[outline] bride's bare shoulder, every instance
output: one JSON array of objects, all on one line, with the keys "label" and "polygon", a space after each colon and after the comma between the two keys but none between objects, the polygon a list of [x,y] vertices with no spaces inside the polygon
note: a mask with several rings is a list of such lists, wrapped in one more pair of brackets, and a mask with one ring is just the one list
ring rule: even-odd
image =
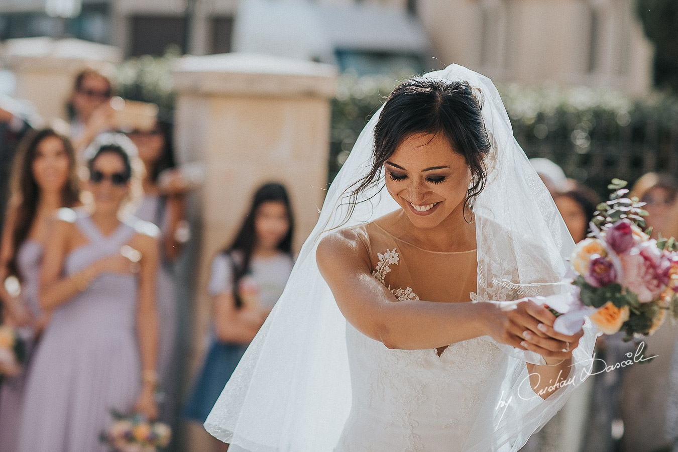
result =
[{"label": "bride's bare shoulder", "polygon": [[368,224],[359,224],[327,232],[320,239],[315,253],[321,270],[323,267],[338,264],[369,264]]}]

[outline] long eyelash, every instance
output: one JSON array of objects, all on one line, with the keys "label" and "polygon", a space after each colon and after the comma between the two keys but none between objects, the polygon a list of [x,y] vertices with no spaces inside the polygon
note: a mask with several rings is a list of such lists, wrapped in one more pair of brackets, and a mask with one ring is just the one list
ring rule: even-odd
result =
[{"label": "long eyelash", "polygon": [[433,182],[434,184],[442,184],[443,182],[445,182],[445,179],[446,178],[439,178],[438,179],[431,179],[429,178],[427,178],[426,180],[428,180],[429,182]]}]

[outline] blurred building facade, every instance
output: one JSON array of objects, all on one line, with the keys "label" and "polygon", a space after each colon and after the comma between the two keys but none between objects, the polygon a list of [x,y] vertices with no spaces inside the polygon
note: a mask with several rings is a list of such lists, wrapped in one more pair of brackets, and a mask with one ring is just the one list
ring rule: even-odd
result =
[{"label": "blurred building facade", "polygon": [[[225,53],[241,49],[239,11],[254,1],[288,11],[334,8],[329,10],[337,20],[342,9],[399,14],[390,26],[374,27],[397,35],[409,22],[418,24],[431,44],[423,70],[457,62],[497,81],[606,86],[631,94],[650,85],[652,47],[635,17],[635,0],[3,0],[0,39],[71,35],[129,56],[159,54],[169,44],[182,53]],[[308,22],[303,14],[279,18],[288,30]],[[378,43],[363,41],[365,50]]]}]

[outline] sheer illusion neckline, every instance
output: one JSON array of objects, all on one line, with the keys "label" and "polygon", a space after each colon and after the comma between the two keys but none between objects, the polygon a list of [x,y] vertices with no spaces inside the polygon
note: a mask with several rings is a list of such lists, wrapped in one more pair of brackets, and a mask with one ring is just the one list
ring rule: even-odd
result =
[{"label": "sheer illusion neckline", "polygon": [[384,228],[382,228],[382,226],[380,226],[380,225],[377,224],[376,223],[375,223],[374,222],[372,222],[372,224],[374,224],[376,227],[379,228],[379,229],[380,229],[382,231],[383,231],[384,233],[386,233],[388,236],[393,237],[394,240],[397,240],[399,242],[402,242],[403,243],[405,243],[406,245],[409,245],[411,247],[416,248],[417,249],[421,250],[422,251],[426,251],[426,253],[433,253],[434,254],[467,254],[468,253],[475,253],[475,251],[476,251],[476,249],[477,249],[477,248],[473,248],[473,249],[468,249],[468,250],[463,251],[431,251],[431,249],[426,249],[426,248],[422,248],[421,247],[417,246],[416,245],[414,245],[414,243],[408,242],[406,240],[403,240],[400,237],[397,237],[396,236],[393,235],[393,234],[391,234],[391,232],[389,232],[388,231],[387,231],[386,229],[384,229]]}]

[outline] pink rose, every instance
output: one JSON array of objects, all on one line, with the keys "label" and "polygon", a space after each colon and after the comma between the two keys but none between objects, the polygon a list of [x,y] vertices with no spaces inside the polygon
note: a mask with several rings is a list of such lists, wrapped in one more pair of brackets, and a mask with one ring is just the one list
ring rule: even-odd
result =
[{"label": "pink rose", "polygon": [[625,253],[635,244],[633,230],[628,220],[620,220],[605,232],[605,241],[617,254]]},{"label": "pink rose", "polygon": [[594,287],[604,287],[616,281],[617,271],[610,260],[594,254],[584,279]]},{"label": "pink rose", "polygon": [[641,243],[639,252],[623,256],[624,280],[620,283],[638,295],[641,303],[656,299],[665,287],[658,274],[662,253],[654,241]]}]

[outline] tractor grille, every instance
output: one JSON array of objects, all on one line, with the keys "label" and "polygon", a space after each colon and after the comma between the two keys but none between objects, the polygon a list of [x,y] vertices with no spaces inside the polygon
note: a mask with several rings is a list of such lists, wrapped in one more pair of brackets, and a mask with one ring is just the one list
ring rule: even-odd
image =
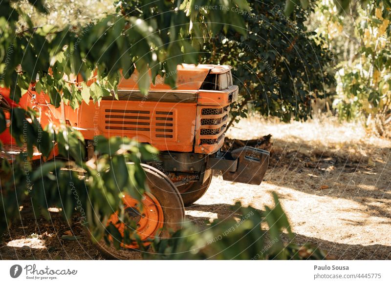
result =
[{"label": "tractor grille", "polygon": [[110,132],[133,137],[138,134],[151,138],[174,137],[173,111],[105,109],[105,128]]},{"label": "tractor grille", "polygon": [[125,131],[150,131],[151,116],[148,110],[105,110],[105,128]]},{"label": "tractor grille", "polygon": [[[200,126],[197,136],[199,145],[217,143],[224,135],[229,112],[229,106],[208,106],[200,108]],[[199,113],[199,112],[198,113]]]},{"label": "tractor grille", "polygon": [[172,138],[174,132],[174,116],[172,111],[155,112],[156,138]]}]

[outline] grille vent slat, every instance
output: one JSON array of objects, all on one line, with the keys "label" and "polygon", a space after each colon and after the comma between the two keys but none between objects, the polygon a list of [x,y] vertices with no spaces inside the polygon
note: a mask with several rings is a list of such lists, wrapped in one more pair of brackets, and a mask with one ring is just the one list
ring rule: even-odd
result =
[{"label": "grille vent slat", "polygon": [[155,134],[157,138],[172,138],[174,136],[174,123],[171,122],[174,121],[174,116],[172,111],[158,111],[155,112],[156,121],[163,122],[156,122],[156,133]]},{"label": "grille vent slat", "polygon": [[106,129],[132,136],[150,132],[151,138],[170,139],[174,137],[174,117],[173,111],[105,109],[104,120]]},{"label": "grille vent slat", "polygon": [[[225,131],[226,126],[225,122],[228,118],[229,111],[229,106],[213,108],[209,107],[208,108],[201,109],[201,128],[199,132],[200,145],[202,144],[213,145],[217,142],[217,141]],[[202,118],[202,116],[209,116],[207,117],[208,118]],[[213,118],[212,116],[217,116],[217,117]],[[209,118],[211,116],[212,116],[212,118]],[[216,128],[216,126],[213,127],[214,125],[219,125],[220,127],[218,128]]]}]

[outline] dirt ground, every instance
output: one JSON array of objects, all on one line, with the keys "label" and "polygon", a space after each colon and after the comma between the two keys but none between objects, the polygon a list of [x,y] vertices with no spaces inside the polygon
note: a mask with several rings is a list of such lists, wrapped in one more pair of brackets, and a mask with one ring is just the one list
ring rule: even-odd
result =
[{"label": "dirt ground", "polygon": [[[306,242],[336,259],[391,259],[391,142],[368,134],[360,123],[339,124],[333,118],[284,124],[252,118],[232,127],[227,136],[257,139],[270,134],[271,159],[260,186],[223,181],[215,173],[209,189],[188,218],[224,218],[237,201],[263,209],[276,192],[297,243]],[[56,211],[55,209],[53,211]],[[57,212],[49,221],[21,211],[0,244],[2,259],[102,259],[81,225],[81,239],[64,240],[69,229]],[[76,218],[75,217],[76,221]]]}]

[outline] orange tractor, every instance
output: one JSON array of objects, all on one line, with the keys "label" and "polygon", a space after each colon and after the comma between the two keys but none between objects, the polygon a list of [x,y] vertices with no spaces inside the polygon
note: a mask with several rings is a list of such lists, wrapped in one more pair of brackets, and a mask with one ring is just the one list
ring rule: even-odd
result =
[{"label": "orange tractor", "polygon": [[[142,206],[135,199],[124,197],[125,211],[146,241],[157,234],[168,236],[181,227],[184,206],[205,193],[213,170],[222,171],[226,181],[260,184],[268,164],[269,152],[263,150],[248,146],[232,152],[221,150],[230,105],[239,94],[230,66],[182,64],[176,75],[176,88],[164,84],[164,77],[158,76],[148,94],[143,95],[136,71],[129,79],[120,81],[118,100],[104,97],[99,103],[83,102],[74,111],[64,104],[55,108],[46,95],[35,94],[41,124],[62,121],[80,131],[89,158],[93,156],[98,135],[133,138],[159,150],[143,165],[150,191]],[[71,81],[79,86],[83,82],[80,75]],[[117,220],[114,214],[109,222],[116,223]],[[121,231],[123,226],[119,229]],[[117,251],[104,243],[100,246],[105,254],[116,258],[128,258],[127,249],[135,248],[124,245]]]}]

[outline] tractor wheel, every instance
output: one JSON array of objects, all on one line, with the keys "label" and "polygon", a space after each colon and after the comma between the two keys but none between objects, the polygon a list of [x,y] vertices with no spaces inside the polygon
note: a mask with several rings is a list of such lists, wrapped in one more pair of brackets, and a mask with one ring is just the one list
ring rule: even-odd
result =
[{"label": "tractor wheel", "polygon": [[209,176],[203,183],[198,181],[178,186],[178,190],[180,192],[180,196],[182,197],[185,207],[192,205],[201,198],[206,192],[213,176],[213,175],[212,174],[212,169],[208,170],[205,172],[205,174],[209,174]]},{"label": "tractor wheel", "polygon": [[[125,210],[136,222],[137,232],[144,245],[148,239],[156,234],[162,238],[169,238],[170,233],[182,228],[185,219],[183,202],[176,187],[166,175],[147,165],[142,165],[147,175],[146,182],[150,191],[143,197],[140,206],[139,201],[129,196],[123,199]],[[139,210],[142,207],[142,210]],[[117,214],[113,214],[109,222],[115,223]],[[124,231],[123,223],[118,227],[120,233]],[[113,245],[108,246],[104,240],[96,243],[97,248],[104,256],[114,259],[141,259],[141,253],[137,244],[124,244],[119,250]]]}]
• • • •
WHAT THE EXERCISE ASKS: Pick out every line in the material that contains the word "eyelash" and copy each of those lines in full.

SOLUTION FOR THIS EXERCISE:
[outline] long eyelash, every instance
[{"label": "long eyelash", "polygon": [[433,182],[434,184],[442,184],[443,182],[445,182],[445,179],[446,178],[439,178],[438,179],[431,179],[429,178],[427,178],[426,180],[428,180],[429,182]]}]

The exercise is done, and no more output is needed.